STATED GOAL:
Copy out each line of the items below that contains the string "person". Matches must agree in case.

GIVEN RECORDS:
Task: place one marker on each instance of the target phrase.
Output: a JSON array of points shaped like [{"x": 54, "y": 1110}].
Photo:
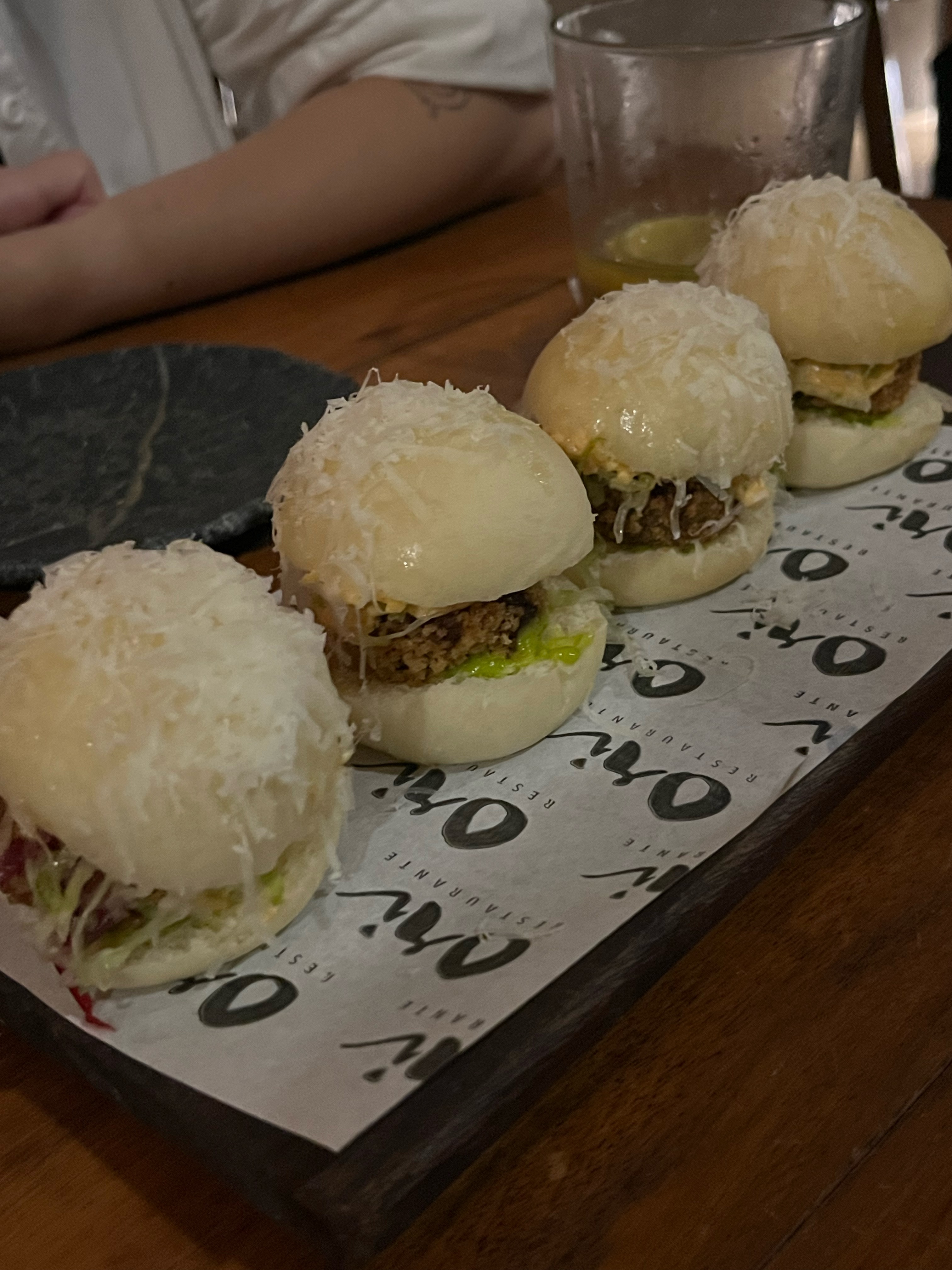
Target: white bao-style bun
[
  {"x": 662, "y": 576},
  {"x": 427, "y": 496},
  {"x": 470, "y": 721},
  {"x": 166, "y": 719},
  {"x": 243, "y": 931},
  {"x": 846, "y": 271},
  {"x": 825, "y": 451},
  {"x": 669, "y": 379}
]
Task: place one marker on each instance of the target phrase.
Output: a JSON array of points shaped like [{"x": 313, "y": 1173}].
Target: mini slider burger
[
  {"x": 427, "y": 529},
  {"x": 673, "y": 403},
  {"x": 855, "y": 286},
  {"x": 172, "y": 764}
]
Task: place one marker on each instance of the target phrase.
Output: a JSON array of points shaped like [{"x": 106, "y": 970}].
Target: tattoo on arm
[{"x": 440, "y": 98}]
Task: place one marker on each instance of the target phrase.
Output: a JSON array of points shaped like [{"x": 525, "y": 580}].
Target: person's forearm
[{"x": 351, "y": 169}]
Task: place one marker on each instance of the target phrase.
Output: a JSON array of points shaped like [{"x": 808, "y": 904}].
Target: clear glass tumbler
[{"x": 673, "y": 111}]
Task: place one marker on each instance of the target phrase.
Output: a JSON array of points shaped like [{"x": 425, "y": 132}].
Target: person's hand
[{"x": 56, "y": 188}]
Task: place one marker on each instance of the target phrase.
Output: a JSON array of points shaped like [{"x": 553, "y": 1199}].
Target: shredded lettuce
[{"x": 58, "y": 881}]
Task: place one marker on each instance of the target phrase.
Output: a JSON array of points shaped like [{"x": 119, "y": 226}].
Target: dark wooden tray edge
[
  {"x": 385, "y": 1179},
  {"x": 354, "y": 1203}
]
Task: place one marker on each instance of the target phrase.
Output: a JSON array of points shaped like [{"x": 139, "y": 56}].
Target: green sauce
[{"x": 532, "y": 644}]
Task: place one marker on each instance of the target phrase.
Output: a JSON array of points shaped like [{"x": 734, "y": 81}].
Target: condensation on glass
[{"x": 671, "y": 115}]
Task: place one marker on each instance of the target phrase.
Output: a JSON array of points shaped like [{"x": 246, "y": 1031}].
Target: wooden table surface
[{"x": 781, "y": 1099}]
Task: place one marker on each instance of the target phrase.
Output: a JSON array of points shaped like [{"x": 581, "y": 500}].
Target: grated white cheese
[
  {"x": 167, "y": 719},
  {"x": 418, "y": 496}
]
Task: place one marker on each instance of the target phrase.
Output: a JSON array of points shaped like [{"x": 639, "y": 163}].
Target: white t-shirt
[{"x": 146, "y": 87}]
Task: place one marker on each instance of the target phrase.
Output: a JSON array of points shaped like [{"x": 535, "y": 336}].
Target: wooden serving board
[{"x": 356, "y": 1202}]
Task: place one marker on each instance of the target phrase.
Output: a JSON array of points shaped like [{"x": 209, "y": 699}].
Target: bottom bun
[
  {"x": 825, "y": 451},
  {"x": 660, "y": 576},
  {"x": 188, "y": 953},
  {"x": 471, "y": 721}
]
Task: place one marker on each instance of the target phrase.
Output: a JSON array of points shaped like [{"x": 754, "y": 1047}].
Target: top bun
[
  {"x": 669, "y": 379},
  {"x": 163, "y": 717},
  {"x": 846, "y": 272},
  {"x": 424, "y": 496}
]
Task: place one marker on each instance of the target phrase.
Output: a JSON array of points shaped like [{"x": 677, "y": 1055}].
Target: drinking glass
[{"x": 672, "y": 112}]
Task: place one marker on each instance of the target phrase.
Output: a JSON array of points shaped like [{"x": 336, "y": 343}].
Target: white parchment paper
[{"x": 466, "y": 891}]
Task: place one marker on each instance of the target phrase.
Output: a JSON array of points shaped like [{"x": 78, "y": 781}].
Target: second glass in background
[{"x": 672, "y": 112}]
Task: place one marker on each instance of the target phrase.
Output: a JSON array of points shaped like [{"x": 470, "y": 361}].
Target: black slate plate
[{"x": 148, "y": 445}]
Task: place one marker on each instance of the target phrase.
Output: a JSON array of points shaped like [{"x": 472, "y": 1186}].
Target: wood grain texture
[{"x": 780, "y": 1099}]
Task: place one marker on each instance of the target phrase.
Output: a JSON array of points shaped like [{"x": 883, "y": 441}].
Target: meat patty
[
  {"x": 888, "y": 398},
  {"x": 652, "y": 528},
  {"x": 446, "y": 642}
]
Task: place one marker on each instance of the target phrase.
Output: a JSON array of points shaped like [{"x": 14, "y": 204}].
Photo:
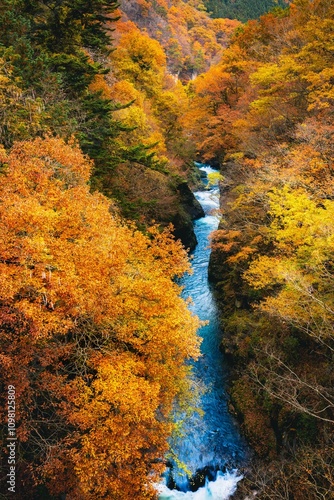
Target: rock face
[
  {"x": 189, "y": 210},
  {"x": 191, "y": 205}
]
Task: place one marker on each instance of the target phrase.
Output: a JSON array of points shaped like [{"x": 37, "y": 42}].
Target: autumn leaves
[{"x": 94, "y": 332}]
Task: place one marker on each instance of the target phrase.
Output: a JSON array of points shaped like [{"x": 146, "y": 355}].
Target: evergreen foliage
[{"x": 243, "y": 10}]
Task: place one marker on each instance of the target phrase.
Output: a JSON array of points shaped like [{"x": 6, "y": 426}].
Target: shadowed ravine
[{"x": 211, "y": 448}]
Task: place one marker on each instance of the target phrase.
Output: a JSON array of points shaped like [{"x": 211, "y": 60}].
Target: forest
[{"x": 104, "y": 108}]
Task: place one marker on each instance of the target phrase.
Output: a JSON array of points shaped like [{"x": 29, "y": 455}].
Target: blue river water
[{"x": 211, "y": 444}]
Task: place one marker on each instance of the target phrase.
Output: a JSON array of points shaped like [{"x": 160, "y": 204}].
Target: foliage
[{"x": 94, "y": 332}]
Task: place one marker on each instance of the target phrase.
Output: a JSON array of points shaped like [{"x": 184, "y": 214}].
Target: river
[{"x": 211, "y": 447}]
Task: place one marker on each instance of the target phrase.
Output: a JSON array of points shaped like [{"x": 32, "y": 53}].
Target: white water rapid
[{"x": 211, "y": 448}]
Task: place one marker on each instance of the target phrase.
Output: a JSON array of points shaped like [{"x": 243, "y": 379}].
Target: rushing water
[{"x": 211, "y": 448}]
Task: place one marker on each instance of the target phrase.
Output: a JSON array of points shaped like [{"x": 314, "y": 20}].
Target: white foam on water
[{"x": 220, "y": 489}]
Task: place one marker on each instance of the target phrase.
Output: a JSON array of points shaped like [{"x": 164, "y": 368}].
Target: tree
[{"x": 94, "y": 333}]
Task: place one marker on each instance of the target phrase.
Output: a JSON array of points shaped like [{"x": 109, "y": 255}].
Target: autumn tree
[{"x": 94, "y": 332}]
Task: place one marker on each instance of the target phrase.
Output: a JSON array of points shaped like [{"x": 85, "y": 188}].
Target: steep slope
[{"x": 243, "y": 10}]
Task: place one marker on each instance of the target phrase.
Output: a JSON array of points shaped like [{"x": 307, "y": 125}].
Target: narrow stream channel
[{"x": 212, "y": 447}]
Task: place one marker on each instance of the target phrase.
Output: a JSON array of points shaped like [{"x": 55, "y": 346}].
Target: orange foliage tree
[{"x": 94, "y": 333}]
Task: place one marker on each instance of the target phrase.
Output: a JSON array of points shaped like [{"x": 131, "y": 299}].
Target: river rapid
[{"x": 211, "y": 446}]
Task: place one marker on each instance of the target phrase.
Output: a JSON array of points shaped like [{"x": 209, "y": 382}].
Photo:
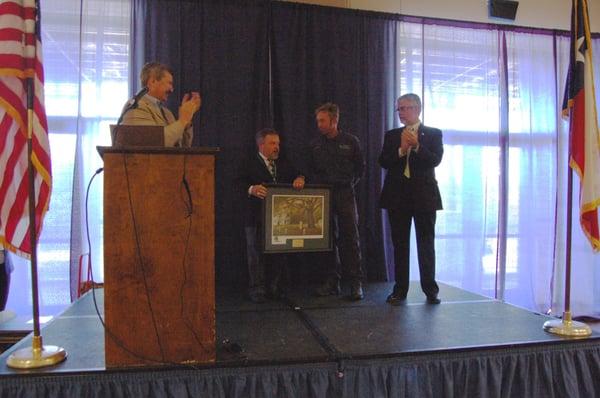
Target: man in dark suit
[
  {"x": 265, "y": 271},
  {"x": 410, "y": 192}
]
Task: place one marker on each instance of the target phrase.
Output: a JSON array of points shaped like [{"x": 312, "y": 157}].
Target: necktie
[
  {"x": 272, "y": 169},
  {"x": 162, "y": 111},
  {"x": 407, "y": 167}
]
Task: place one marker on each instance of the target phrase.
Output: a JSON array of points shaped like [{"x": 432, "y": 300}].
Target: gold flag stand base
[
  {"x": 567, "y": 327},
  {"x": 36, "y": 356}
]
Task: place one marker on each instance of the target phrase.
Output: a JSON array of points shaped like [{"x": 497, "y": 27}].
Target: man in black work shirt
[{"x": 336, "y": 158}]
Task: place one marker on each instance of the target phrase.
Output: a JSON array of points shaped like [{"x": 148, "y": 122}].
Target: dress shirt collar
[
  {"x": 414, "y": 127},
  {"x": 264, "y": 158},
  {"x": 154, "y": 100}
]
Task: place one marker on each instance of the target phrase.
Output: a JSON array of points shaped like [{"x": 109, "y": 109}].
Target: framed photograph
[{"x": 297, "y": 220}]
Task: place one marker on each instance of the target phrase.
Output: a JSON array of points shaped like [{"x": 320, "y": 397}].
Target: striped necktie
[
  {"x": 407, "y": 167},
  {"x": 162, "y": 111},
  {"x": 273, "y": 170}
]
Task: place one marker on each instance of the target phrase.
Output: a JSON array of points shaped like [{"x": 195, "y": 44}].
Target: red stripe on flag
[{"x": 14, "y": 184}]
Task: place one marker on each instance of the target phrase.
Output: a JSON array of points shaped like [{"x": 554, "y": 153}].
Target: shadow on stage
[{"x": 305, "y": 346}]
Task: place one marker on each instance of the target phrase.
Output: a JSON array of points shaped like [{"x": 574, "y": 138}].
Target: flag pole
[
  {"x": 567, "y": 326},
  {"x": 37, "y": 355}
]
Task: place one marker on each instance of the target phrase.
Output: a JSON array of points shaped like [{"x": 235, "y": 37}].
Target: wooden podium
[{"x": 159, "y": 298}]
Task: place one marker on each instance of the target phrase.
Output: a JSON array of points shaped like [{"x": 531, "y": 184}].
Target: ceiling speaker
[{"x": 506, "y": 9}]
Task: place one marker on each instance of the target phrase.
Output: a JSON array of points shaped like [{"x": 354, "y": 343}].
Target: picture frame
[{"x": 297, "y": 220}]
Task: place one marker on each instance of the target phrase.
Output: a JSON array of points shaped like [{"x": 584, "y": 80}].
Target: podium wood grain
[{"x": 159, "y": 258}]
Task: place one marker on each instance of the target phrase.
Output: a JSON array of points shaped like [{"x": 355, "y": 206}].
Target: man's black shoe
[
  {"x": 396, "y": 299},
  {"x": 356, "y": 292},
  {"x": 329, "y": 288}
]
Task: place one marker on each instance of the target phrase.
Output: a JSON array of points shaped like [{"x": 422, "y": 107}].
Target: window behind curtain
[
  {"x": 458, "y": 73},
  {"x": 85, "y": 51}
]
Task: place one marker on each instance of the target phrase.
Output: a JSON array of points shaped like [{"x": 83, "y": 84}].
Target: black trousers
[
  {"x": 400, "y": 223},
  {"x": 266, "y": 272},
  {"x": 346, "y": 255}
]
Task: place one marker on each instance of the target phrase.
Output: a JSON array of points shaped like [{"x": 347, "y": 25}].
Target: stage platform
[{"x": 305, "y": 346}]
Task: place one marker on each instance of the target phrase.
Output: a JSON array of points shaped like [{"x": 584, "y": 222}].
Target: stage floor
[{"x": 306, "y": 329}]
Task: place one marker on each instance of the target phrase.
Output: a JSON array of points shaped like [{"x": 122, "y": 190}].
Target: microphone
[
  {"x": 132, "y": 103},
  {"x": 139, "y": 95}
]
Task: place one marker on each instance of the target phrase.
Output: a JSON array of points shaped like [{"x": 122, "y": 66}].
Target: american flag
[
  {"x": 20, "y": 61},
  {"x": 584, "y": 136}
]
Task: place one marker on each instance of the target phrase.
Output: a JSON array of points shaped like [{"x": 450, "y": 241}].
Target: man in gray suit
[{"x": 158, "y": 80}]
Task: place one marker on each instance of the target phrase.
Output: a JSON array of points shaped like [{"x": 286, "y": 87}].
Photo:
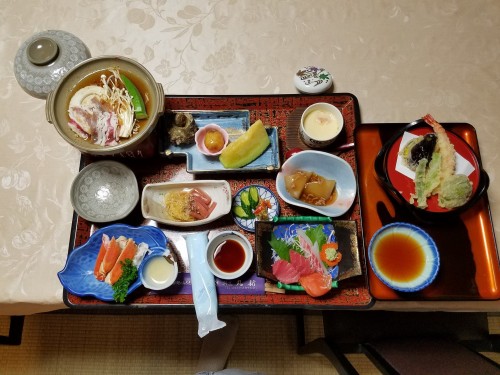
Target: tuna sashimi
[
  {"x": 285, "y": 272},
  {"x": 316, "y": 284}
]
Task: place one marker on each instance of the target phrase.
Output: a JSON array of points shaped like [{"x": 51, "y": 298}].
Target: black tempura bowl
[{"x": 400, "y": 186}]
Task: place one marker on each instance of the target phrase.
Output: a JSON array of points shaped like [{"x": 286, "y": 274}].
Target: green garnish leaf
[{"x": 129, "y": 275}]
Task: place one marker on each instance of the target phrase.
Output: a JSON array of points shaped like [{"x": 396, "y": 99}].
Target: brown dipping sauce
[
  {"x": 399, "y": 257},
  {"x": 229, "y": 256}
]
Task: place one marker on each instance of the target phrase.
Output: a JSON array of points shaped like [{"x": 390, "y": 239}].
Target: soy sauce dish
[
  {"x": 404, "y": 257},
  {"x": 229, "y": 255}
]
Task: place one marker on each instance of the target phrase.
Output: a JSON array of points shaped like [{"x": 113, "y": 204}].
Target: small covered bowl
[
  {"x": 211, "y": 139},
  {"x": 104, "y": 191}
]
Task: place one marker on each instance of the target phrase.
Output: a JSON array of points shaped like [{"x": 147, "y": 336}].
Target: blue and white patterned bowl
[
  {"x": 264, "y": 193},
  {"x": 413, "y": 235}
]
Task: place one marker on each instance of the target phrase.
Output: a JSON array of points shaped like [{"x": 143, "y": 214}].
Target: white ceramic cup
[{"x": 323, "y": 128}]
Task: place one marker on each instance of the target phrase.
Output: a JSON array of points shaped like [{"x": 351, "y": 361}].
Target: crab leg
[{"x": 112, "y": 254}]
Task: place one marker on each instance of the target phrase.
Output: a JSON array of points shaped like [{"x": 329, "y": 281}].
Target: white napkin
[{"x": 463, "y": 166}]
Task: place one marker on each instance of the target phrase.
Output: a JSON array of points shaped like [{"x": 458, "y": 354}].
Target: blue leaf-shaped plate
[{"x": 78, "y": 274}]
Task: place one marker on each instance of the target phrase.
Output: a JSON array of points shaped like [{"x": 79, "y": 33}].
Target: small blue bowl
[
  {"x": 264, "y": 193},
  {"x": 404, "y": 257}
]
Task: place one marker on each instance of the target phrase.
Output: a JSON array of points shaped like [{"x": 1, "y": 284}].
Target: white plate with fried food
[{"x": 186, "y": 204}]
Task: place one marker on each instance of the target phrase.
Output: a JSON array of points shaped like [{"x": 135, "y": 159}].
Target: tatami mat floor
[{"x": 163, "y": 344}]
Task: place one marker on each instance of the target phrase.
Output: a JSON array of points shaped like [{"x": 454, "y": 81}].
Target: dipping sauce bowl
[
  {"x": 404, "y": 257},
  {"x": 158, "y": 271},
  {"x": 229, "y": 255},
  {"x": 320, "y": 125}
]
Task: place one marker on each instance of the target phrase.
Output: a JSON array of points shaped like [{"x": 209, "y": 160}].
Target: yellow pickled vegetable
[{"x": 248, "y": 147}]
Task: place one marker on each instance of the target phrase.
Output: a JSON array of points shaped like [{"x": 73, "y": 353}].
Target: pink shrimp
[{"x": 444, "y": 146}]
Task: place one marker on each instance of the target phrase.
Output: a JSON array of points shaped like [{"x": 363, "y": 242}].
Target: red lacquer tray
[
  {"x": 282, "y": 112},
  {"x": 469, "y": 260}
]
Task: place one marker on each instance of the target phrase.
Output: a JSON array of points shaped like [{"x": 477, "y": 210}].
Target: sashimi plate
[
  {"x": 78, "y": 274},
  {"x": 235, "y": 123},
  {"x": 343, "y": 232}
]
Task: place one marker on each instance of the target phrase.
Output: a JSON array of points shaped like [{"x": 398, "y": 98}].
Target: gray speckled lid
[{"x": 44, "y": 58}]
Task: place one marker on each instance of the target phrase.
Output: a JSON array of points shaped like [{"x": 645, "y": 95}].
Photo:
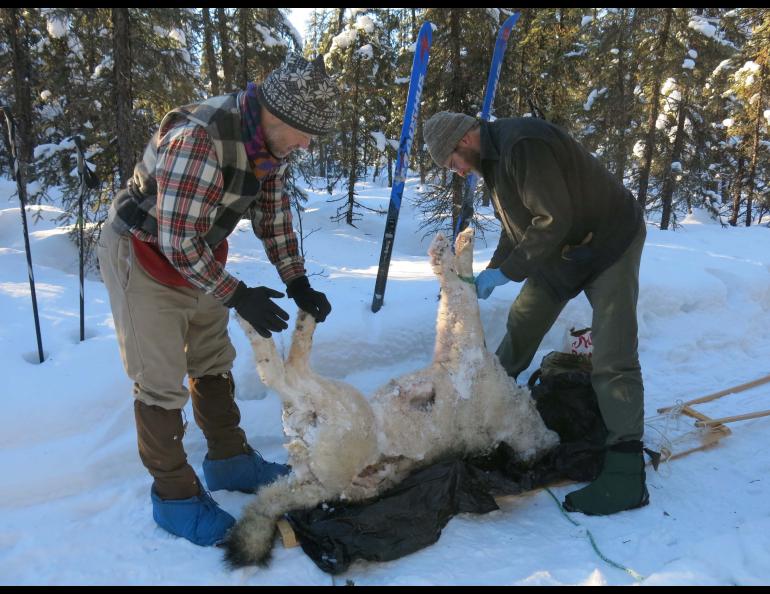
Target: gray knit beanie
[
  {"x": 443, "y": 131},
  {"x": 301, "y": 94}
]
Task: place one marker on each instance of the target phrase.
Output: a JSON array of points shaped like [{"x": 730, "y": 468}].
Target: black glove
[
  {"x": 313, "y": 302},
  {"x": 255, "y": 305}
]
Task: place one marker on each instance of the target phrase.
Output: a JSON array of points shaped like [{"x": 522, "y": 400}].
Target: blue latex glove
[{"x": 488, "y": 280}]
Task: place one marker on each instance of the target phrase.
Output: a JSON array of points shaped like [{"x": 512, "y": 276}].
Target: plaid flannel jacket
[{"x": 192, "y": 187}]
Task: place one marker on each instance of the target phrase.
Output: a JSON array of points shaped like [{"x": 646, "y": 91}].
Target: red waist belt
[{"x": 154, "y": 263}]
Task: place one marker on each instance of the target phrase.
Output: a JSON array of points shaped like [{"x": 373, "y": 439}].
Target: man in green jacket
[{"x": 567, "y": 226}]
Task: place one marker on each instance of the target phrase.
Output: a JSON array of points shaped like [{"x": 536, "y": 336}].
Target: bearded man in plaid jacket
[{"x": 162, "y": 256}]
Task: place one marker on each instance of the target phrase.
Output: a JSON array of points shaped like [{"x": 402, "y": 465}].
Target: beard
[{"x": 470, "y": 156}]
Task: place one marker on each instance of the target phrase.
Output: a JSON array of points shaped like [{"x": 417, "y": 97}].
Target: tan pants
[{"x": 164, "y": 333}]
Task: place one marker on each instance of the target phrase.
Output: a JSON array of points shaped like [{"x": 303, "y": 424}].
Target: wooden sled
[{"x": 711, "y": 431}]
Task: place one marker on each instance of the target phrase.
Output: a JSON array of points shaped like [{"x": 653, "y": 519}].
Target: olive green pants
[
  {"x": 164, "y": 333},
  {"x": 616, "y": 376}
]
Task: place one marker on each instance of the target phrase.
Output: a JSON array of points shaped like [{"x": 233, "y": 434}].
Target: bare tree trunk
[
  {"x": 227, "y": 57},
  {"x": 121, "y": 44},
  {"x": 211, "y": 56},
  {"x": 649, "y": 146},
  {"x": 737, "y": 190},
  {"x": 521, "y": 81},
  {"x": 353, "y": 174},
  {"x": 676, "y": 153},
  {"x": 755, "y": 147},
  {"x": 625, "y": 110},
  {"x": 17, "y": 34}
]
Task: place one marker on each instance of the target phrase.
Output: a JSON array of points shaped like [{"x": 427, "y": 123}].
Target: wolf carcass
[{"x": 345, "y": 446}]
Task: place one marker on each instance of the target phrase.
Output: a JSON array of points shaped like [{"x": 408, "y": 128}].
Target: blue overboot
[
  {"x": 245, "y": 472},
  {"x": 198, "y": 519}
]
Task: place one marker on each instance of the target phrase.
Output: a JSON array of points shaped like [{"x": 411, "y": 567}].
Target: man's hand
[
  {"x": 255, "y": 305},
  {"x": 488, "y": 280},
  {"x": 313, "y": 302}
]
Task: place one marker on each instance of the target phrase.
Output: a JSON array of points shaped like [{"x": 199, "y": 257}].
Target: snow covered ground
[{"x": 74, "y": 497}]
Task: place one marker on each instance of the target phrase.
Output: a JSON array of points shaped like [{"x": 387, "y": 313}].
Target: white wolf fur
[{"x": 343, "y": 446}]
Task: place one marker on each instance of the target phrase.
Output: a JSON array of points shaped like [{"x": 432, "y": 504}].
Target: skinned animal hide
[{"x": 344, "y": 446}]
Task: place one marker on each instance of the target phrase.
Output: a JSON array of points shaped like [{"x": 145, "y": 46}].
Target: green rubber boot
[{"x": 619, "y": 486}]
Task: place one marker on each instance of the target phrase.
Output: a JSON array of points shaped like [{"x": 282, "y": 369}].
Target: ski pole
[
  {"x": 466, "y": 208},
  {"x": 18, "y": 175},
  {"x": 88, "y": 180},
  {"x": 411, "y": 113}
]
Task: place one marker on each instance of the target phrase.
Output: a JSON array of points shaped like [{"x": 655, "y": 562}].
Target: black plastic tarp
[{"x": 411, "y": 515}]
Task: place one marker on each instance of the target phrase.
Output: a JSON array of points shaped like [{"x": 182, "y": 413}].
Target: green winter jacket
[{"x": 549, "y": 194}]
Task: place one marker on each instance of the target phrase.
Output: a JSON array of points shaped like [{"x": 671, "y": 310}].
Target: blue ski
[
  {"x": 466, "y": 209},
  {"x": 419, "y": 68}
]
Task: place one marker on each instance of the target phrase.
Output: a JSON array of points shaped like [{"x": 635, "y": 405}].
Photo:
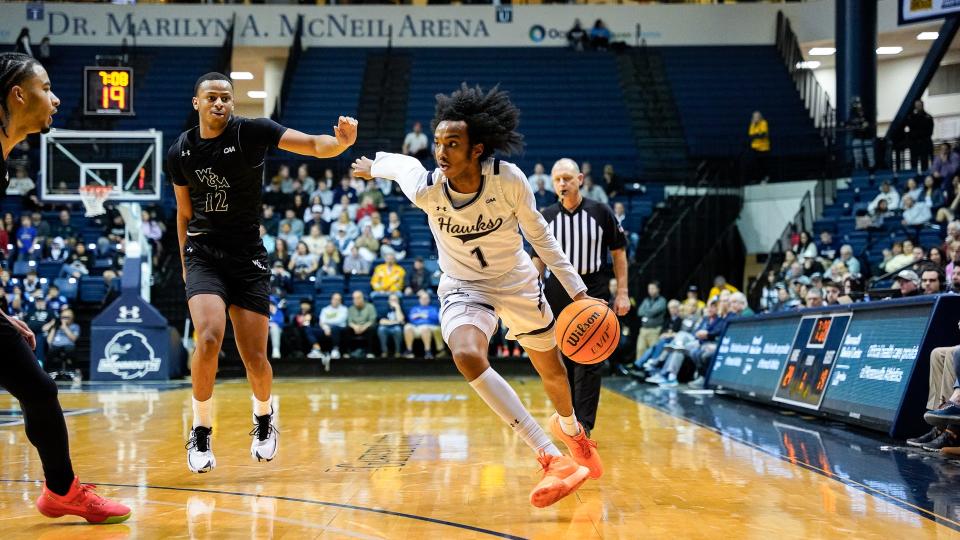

EXERCISE SOLUTION:
Target: person's forearm
Target: person's hand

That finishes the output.